Find every line in the records below that holds the word "wheel", and copy it out.

• • •

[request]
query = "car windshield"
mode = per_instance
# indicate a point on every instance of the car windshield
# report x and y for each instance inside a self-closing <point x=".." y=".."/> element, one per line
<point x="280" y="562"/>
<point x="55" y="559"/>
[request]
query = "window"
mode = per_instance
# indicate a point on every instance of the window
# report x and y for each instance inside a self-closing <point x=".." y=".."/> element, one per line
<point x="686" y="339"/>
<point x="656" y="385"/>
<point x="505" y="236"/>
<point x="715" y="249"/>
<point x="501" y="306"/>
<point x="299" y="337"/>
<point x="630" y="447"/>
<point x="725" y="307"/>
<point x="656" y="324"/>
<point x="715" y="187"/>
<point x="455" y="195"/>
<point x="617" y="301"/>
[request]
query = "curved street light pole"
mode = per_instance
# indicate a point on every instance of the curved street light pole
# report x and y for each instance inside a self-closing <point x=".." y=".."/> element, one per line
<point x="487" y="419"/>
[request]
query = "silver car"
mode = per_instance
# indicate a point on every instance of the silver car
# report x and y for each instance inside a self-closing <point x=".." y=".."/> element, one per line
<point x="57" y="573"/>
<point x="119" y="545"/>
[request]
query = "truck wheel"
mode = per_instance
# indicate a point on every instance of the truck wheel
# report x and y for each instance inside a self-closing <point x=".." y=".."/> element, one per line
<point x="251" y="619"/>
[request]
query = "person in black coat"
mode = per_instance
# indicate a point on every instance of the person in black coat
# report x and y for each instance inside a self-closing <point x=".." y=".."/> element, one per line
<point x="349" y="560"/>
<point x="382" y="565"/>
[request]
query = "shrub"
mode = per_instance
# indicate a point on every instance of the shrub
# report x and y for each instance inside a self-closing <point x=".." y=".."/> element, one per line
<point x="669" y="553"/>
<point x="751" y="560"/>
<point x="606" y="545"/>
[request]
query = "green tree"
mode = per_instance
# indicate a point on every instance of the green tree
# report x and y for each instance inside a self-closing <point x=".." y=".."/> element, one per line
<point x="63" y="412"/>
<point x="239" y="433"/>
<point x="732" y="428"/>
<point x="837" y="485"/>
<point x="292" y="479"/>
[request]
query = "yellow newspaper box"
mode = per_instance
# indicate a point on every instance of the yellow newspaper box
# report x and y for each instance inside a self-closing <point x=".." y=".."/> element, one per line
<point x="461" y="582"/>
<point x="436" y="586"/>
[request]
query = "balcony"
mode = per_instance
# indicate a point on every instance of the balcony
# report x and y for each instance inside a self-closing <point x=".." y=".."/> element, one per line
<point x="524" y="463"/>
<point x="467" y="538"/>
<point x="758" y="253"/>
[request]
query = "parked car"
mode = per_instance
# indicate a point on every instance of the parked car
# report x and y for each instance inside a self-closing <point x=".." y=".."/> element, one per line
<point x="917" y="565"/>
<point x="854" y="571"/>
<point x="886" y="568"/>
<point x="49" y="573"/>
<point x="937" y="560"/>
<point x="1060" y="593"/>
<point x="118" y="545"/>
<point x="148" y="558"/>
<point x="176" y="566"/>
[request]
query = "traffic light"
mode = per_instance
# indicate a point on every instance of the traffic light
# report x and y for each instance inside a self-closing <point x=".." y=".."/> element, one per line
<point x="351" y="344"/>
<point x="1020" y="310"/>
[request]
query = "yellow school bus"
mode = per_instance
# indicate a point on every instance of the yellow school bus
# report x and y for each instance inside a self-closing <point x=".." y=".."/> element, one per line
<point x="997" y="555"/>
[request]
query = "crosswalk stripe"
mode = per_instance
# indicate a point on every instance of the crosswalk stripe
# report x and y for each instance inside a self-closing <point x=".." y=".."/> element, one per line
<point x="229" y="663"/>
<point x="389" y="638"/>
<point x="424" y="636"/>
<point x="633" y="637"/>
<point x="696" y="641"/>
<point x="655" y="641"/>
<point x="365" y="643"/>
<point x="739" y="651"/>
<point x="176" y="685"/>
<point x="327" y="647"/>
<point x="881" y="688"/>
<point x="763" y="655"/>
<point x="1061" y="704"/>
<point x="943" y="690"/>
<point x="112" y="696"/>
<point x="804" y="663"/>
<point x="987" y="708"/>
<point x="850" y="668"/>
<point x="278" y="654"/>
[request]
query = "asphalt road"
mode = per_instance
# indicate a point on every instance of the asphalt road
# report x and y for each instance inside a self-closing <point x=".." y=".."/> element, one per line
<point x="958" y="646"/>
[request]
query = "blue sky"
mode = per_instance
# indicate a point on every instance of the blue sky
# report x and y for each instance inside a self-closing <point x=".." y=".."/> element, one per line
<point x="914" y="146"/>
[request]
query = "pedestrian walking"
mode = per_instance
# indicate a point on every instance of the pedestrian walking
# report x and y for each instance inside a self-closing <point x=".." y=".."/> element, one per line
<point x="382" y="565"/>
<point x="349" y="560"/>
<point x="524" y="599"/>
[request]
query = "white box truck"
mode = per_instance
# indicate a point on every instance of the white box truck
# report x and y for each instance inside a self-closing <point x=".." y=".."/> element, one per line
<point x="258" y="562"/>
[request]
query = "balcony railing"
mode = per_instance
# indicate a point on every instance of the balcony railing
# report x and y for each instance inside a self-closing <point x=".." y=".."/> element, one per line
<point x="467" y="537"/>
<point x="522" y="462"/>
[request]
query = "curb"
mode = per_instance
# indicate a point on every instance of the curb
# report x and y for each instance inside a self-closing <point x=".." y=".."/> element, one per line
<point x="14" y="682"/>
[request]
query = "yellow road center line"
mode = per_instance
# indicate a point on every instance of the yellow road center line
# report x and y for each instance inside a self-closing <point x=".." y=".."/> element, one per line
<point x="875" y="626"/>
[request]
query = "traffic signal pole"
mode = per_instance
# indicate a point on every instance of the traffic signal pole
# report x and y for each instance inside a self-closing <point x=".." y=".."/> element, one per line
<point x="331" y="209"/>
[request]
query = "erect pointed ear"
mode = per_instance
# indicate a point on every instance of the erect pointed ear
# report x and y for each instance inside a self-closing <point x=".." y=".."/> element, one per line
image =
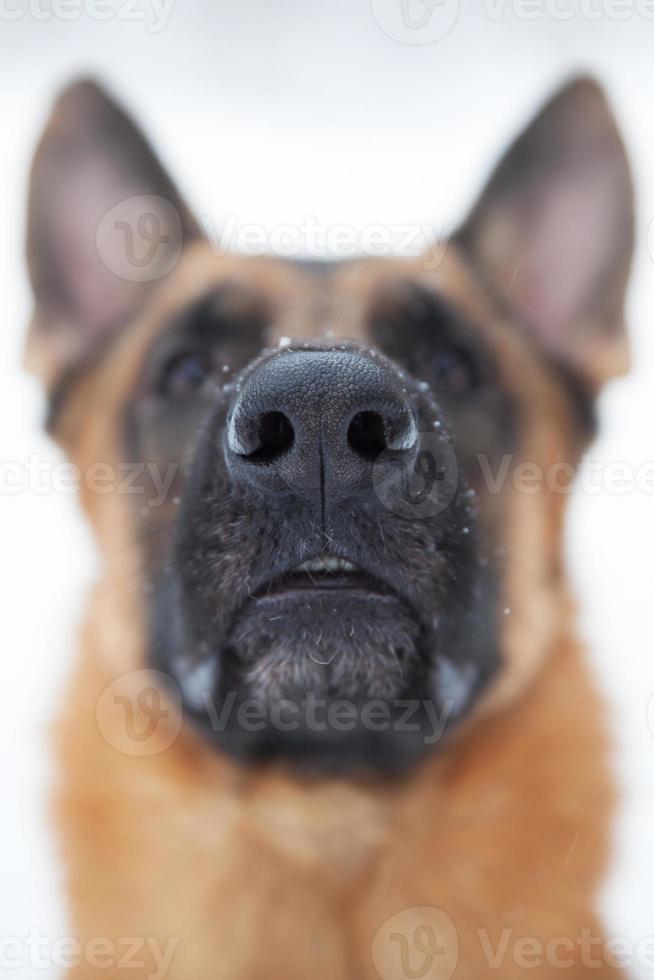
<point x="105" y="224"/>
<point x="553" y="231"/>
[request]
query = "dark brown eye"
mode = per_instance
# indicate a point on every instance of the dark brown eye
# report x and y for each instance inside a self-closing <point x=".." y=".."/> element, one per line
<point x="452" y="369"/>
<point x="184" y="374"/>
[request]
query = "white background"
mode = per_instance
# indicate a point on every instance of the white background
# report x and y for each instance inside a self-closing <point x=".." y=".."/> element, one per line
<point x="270" y="112"/>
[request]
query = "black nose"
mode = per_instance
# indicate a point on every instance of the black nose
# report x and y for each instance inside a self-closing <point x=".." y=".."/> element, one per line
<point x="313" y="422"/>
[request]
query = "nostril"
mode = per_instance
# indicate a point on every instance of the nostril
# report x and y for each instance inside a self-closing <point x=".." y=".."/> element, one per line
<point x="274" y="438"/>
<point x="366" y="435"/>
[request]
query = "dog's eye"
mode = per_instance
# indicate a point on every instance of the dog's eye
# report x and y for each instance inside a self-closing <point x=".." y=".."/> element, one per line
<point x="453" y="369"/>
<point x="184" y="374"/>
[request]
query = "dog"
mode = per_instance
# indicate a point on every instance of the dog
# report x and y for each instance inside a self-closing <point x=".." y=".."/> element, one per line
<point x="329" y="718"/>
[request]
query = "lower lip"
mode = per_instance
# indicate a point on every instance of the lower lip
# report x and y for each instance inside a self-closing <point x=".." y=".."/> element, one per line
<point x="305" y="586"/>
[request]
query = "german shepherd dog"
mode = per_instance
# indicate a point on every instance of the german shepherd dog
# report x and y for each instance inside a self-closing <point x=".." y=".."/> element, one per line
<point x="329" y="719"/>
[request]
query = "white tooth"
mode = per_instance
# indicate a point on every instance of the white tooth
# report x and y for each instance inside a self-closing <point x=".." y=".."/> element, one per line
<point x="326" y="563"/>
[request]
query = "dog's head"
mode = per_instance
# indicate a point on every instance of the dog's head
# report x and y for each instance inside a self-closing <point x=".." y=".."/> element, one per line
<point x="335" y="489"/>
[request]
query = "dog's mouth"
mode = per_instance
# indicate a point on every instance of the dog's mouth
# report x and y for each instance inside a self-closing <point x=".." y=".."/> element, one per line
<point x="324" y="573"/>
<point x="326" y="626"/>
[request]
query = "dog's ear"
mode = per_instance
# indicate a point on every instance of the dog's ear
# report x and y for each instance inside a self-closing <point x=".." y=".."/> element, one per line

• • •

- **Written answer**
query = "truck wheel"
# indicate a point on every instance of the truck wheel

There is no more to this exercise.